= THE TASK =
The expected output is every entry, copied exactly.

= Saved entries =
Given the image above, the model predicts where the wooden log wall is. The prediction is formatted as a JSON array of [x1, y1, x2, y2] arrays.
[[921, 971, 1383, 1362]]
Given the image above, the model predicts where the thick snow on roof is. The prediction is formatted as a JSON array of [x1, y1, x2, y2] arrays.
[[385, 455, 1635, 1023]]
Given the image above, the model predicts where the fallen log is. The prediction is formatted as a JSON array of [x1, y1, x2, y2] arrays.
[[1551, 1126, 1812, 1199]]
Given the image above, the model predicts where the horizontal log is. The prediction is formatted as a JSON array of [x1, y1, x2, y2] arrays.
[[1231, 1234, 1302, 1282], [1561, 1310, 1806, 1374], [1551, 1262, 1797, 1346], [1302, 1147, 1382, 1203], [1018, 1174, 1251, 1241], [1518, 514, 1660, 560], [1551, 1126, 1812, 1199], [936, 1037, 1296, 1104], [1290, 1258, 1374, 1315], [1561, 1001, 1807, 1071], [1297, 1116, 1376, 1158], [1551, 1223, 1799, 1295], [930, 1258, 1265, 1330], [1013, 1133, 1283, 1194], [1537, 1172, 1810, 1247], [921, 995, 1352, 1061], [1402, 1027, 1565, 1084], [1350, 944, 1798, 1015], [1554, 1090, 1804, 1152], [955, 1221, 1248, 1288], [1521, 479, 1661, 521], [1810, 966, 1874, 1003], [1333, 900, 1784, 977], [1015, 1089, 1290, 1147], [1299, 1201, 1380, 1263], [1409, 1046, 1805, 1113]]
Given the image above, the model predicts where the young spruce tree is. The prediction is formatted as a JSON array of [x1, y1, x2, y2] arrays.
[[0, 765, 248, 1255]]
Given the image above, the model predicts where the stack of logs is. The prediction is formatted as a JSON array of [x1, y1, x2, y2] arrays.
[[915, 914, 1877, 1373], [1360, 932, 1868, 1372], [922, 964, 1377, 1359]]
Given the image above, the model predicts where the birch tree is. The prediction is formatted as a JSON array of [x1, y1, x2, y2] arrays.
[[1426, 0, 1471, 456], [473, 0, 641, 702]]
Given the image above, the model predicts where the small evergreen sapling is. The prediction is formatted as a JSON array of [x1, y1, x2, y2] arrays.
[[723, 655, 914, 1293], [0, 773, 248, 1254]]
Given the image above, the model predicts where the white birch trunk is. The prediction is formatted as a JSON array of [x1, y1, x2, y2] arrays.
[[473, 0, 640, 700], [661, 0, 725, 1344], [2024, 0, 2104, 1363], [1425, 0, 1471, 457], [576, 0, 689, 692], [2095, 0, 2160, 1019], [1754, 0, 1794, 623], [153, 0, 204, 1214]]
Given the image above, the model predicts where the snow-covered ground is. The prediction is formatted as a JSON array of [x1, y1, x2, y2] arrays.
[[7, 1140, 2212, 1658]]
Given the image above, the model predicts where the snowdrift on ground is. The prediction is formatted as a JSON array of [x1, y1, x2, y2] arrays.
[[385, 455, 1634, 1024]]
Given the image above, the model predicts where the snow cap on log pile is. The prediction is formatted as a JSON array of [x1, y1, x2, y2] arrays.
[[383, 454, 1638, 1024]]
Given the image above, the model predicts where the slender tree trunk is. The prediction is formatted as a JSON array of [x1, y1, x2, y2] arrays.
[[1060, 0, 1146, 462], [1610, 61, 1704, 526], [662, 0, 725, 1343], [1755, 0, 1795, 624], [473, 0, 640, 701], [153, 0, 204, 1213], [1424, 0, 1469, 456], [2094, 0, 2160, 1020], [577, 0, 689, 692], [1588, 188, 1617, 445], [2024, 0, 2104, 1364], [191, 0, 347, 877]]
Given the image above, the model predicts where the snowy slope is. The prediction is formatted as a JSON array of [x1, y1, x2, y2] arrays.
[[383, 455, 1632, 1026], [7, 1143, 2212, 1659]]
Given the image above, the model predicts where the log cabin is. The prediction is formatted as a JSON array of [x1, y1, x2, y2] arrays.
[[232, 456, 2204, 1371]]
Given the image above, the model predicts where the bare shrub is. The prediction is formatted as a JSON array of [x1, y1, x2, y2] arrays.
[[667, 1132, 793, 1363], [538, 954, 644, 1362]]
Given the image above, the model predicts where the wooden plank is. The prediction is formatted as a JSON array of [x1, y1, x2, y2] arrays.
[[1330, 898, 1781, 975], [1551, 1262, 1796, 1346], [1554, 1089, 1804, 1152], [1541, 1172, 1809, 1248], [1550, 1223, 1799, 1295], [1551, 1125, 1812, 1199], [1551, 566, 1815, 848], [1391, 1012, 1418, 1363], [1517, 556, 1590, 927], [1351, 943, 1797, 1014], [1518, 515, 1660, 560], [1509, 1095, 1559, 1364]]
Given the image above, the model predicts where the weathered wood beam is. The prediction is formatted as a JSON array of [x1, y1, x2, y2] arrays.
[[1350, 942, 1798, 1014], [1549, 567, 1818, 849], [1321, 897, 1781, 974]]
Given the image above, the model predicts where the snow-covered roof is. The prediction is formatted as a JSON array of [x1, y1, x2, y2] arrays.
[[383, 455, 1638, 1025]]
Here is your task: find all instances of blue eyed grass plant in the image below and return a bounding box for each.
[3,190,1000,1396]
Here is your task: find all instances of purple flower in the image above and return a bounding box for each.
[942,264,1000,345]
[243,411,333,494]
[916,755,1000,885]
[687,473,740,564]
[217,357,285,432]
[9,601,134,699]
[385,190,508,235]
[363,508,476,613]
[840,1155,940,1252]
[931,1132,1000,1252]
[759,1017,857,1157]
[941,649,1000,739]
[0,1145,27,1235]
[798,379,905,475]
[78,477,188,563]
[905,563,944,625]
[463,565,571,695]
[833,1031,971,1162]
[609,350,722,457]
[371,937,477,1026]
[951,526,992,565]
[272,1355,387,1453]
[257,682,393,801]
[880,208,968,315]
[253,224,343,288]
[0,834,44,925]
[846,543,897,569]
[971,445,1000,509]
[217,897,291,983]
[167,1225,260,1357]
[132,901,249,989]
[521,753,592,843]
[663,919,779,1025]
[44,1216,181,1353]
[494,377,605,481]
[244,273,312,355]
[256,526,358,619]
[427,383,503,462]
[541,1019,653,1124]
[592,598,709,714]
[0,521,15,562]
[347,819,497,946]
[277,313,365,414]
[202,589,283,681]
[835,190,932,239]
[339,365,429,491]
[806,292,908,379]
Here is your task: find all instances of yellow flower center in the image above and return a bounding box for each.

= RESPONSE =
Given the image above, the model predicts where the wooden log wall is. The prediction is formatted as a JSON array of [x1, y1, x2, y2] arrays.
[[921, 971, 1383, 1362]]
Given the image above, the model predicts where the thick snow on roof is. The prediction is formatted as a JSON array of [x1, y1, x2, y2] arrays.
[[385, 455, 1635, 1023]]
Given the image above, the model predicts where the fallen log is. The prediction is formatted as a JSON array of [x1, y1, x2, y2] arrays.
[[1551, 1126, 1812, 1199]]
Given the image above, the model predicts where the horizontal log is. The prediction is formatted as a JSON array of [x1, y1, x2, y2] arrays.
[[1231, 1234, 1302, 1282], [1561, 1310, 1806, 1374], [1551, 1262, 1797, 1346], [1302, 1147, 1382, 1203], [1018, 1174, 1251, 1241], [1518, 514, 1660, 560], [1551, 1126, 1812, 1199], [936, 1037, 1296, 1104], [1290, 1258, 1374, 1315], [1561, 1001, 1807, 1071], [1297, 1116, 1376, 1158], [1551, 1223, 1799, 1295], [930, 1258, 1265, 1330], [1013, 1133, 1283, 1194], [1537, 1172, 1810, 1247], [921, 995, 1352, 1061], [1402, 1027, 1565, 1084], [1350, 944, 1798, 1015], [1554, 1090, 1804, 1152], [955, 1221, 1248, 1288], [1521, 479, 1661, 521], [1810, 966, 1874, 1003], [1333, 900, 1784, 977], [1015, 1089, 1290, 1147], [1299, 1201, 1380, 1263], [1409, 1046, 1805, 1113]]
Given the image above, the model predicts where the young spruce tree is. The prediction is formatted as a JSON array of [x1, y1, x2, y2] arrays.
[[0, 765, 248, 1255]]
Given the image above, the model predicts where the stack of logs is. The prediction is formatted as a JSON array of [x1, y1, x2, y2] arrays.
[[915, 914, 1877, 1373], [1360, 932, 1868, 1372], [922, 964, 1377, 1359]]
Given the image above, the model predicts where the birch tree is. The prediction is formatted as a JSON array of [x1, y1, x2, y2] arrays.
[[1426, 0, 1471, 456], [473, 0, 641, 702]]
Given the image above, the model predicts where the small evergreen sapling is. The prediction is formatted as a JSON array of [x1, y1, x2, y2] arrays.
[[723, 655, 914, 1293], [0, 773, 248, 1254]]
Given the image above, the model predicts where the white birch trunk is. The prediction is formatted as a JSON array of [x1, y1, x2, y2] arrays.
[[473, 0, 640, 700], [661, 0, 725, 1344], [2024, 0, 2104, 1363], [1425, 0, 1471, 457], [576, 0, 689, 692], [2095, 0, 2160, 1019], [1754, 0, 1794, 623], [153, 0, 204, 1214]]
Given the image above, the model predicts where the snow-covered ground is. The prediction is formatted as a JSON array of [x1, y1, x2, y2] arrays.
[[7, 1140, 2212, 1658]]
Given the image above, the model predicts where the snowdrift on ground is. The prediction is formatted as a JSON array of [x1, y1, x2, y2] arrays.
[[385, 455, 1634, 1024]]
Given the image above, the model predicts where the snow cap on log pile is. The prediction is formatted as a JSON array of [x1, y1, x2, y2] arrays.
[[383, 454, 1638, 1024]]
Given the image above, the model predicts where the slender tree trunk is. The prediction is formatted as a JSON array of [x1, y1, x2, y2] arrays.
[[1060, 0, 1146, 462], [1610, 61, 1704, 526], [662, 0, 725, 1343], [1755, 0, 1795, 624], [473, 0, 640, 701], [153, 0, 204, 1213], [1424, 0, 1469, 456], [2094, 0, 2160, 1020], [577, 0, 689, 692], [1588, 188, 1617, 445], [2024, 0, 2104, 1364], [191, 0, 347, 877]]
Given the image above, the model predicts where the snowy slope is. The prediction is formatted as a JSON array of [x1, y1, x2, y2] arrays.
[[383, 455, 1632, 1026], [7, 1143, 2212, 1659]]
Given the image above, the model predicts where the log cabin is. The prediction is formatted as a JSON array of [x1, y1, x2, y2] arrays.
[[232, 456, 2204, 1371]]
Given the image above, the model predicts where the bare shrub is. The prediction is formatted as a JSON array of [x1, y1, x2, y2] arrays.
[[667, 1132, 793, 1363], [538, 954, 644, 1362]]
Given the image above, the model predicts where the wooden plank is. The prediction is formatted as a JSON array of [x1, y1, x2, y2] arrays.
[[1330, 898, 1781, 975], [1551, 1262, 1796, 1346], [1554, 1089, 1804, 1152], [1541, 1172, 1809, 1248], [1550, 1223, 1799, 1295], [1551, 1125, 1812, 1199], [1551, 566, 1815, 848], [1391, 1012, 1418, 1363], [1517, 556, 1590, 927], [1351, 943, 1797, 1014], [1518, 515, 1660, 560], [1509, 1095, 1559, 1364]]
Given the image above, the model predicts where the weathered wood beam is. The prediction is formatted as a JSON array of [x1, y1, x2, y2] arrays.
[[1350, 942, 1798, 1014], [1549, 567, 1818, 849], [1321, 897, 1781, 974]]
Given the image above, the model predicts where the snow-covered roof is. The prediction is formatted as a JSON array of [x1, y1, x2, y2] arrays.
[[383, 455, 1638, 1025]]
Here is your task: find all instances of blue eyed grass plant in the image below and return a bounding box for each.
[3,190,1000,1396]
Here is your task: find all instances of purple flower in the image above and return a bounding box for each.
[942,264,1000,345]
[243,411,333,494]
[916,755,1000,885]
[687,473,740,564]
[217,357,285,432]
[9,601,134,699]
[385,190,508,235]
[363,508,476,613]
[840,1155,940,1252]
[931,1132,1000,1252]
[759,1017,857,1157]
[941,649,1000,739]
[0,1145,27,1235]
[798,379,905,475]
[78,477,188,563]
[905,563,944,625]
[463,565,571,695]
[833,1031,971,1162]
[609,350,722,457]
[371,937,477,1026]
[951,526,992,565]
[272,1355,387,1453]
[257,682,393,801]
[880,208,968,315]
[253,224,343,288]
[0,834,44,925]
[846,543,897,569]
[971,445,1000,509]
[217,897,291,983]
[167,1225,260,1357]
[132,901,249,989]
[521,753,592,843]
[663,919,779,1025]
[44,1216,181,1353]
[494,377,605,481]
[244,273,312,355]
[256,526,358,619]
[427,383,503,462]
[541,1019,653,1124]
[592,598,709,714]
[0,521,15,562]
[347,819,497,946]
[277,313,365,414]
[202,589,283,681]
[835,190,932,239]
[339,365,429,491]
[806,292,908,379]
Here is your task: find all instances of yellow flower center in the image above and return a bounding box for each.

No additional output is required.